Aim of the task >> Each entry below is to be transcribed exactly.

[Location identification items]
+ + +

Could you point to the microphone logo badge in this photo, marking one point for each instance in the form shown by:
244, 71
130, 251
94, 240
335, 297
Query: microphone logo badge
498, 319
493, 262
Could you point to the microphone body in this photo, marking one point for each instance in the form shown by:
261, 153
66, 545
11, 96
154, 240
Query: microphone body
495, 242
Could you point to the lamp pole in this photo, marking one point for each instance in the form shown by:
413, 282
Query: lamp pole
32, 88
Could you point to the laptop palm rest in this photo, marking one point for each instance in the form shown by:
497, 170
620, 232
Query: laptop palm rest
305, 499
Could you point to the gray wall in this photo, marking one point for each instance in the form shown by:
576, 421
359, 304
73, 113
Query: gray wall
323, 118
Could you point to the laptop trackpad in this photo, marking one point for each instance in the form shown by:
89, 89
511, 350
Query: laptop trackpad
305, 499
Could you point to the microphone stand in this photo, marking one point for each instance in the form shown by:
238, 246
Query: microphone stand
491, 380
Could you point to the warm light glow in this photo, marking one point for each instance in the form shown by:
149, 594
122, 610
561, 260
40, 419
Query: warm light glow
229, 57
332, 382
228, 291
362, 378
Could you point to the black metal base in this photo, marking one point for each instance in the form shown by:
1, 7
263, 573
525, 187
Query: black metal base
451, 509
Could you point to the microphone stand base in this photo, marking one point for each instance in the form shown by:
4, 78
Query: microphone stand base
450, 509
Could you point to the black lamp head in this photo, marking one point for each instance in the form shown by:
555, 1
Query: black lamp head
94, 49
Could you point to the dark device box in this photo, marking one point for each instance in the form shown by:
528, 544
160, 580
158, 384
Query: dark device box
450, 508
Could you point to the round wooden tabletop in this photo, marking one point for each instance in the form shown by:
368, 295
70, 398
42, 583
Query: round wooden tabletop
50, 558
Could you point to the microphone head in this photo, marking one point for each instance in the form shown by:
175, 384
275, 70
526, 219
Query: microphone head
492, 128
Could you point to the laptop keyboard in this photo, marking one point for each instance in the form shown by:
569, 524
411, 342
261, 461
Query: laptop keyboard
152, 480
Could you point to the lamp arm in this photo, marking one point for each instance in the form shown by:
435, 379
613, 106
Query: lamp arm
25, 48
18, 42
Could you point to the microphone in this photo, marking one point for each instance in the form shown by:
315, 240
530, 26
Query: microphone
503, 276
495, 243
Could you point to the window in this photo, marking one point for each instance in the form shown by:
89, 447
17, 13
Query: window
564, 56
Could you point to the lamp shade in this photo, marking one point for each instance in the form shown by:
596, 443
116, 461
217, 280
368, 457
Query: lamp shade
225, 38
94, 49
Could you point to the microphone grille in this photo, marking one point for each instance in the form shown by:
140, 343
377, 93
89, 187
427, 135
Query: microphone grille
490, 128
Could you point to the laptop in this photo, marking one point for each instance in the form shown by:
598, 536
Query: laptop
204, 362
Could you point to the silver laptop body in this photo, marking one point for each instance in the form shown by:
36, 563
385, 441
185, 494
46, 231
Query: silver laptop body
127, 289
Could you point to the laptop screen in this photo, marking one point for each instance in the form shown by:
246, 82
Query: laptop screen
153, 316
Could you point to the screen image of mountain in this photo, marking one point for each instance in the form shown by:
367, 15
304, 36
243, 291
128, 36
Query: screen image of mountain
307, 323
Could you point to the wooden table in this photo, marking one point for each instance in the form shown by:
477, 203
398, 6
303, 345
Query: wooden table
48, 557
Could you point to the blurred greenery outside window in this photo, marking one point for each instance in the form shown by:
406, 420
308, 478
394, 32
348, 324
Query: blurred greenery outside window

+ + +

Exercise answer >>
Could you point to the microphone logo badge in this photo, marking one point for each instance in the form shown by:
244, 71
130, 251
94, 240
335, 297
Query: microphone logo badge
498, 319
493, 262
Could you point to the microphone body in this photo, marking one point for each instance in the form shown by:
261, 153
66, 545
11, 96
154, 240
Query: microphone body
495, 242
Could you point to the lamp pole in this photo, marking one point for each instance in the form shown by:
413, 282
Query: lamp pole
32, 88
Could you point to the laptop palm rest in this photo, marking one point for each instance in the form shown by:
497, 170
620, 232
Query: laptop palm rest
305, 499
Could you point to the gray wall in this photo, marking one point for each instance in the form shown by:
576, 421
359, 304
73, 113
Query: gray wall
323, 118
Could you point to the laptop trackpad in this photo, marking one point for each instance in the form shown by:
89, 89
511, 350
Query: laptop trackpad
305, 499
Could you point to the microphone stand in this photo, marking one point for each instance in the form shown by:
238, 246
Query: microphone stand
491, 380
Could you point to the warm light glow in this photo, marking one point for each instance in the form shown by:
149, 594
122, 610
561, 260
40, 419
Query: warm light glow
229, 57
332, 382
228, 291
362, 378
Could you point to the black metal base in this photo, marking one point for each instance in the form shown by:
1, 7
263, 573
525, 187
Query: black metal base
451, 509
Could you point to the microphone stand base in this photo, marking one point for each instance in the form shown by:
4, 78
Query: microphone stand base
450, 509
Could you point to the black lamp head in this photo, marking one point for each instance in the form shown by:
555, 1
Query: black lamp head
94, 49
Could you point to the dark device box in this photo, marking one point for each instance in the form shown by:
528, 544
160, 580
158, 384
Query: dark device box
450, 508
Could you point to the round wooden tabletop in this photo, marking one point for each instance in the form shown by:
368, 295
70, 398
42, 583
Query: round wooden tabletop
50, 558
Could you point to the microphone head in this photo, marking one point for each instance in the form shown by:
175, 384
275, 70
526, 219
Query: microphone head
492, 128
Could you point to the laptop keyboard in this photo, marking one point for each instance in the form shown by:
569, 524
411, 342
261, 461
Query: laptop keyboard
152, 480
Could you point to the lamp arm in this photo, marking one point for each instance in the form shown by:
435, 379
613, 106
Query: lamp arm
25, 48
18, 42
Could you point to the microphone in this photo, marking one point for each instance in the form shown by:
315, 240
530, 26
Query: microphone
503, 276
495, 243
Could you point to the window in this photo, marking one point for each instance in the form shown by:
89, 447
17, 13
Query: window
564, 56
Could you point to the lamp shade in this photo, marking one point for each instance in the form shown by:
596, 443
116, 461
217, 280
368, 457
Query: lamp shade
225, 38
94, 49
Could you point to the microphone grille in this photo, marking one point for each instance in the form shown by:
140, 343
377, 93
89, 187
427, 135
Query: microphone grille
490, 128
Could you point to the laptop in this photo, marking one point for each instance in the form shown by:
598, 536
Query: laptop
204, 362
Could you point to the silver laptop body in this photo, marking one point for each instance in the form shown by:
36, 563
385, 441
185, 494
46, 231
Query: silver laptop body
127, 289
Could you point to the laptop screen in this photo, marking one point for each instance in the form shown by:
246, 82
Query: laptop screen
153, 316
Could you point to the screen image of mountain in this photo, marking one point for each instance in the form shown by:
367, 15
304, 36
243, 291
128, 36
Query: screen image of mountain
307, 323
Could you point to the wooden table in this photo, marking one point for each instance in the form shown by:
477, 203
398, 6
303, 345
Query: wooden table
48, 557
Could you point to the blurred greenery outside window in this photo, marking one point for each instance in the form shown by:
406, 420
308, 478
394, 32
348, 324
Query: blurred greenery outside window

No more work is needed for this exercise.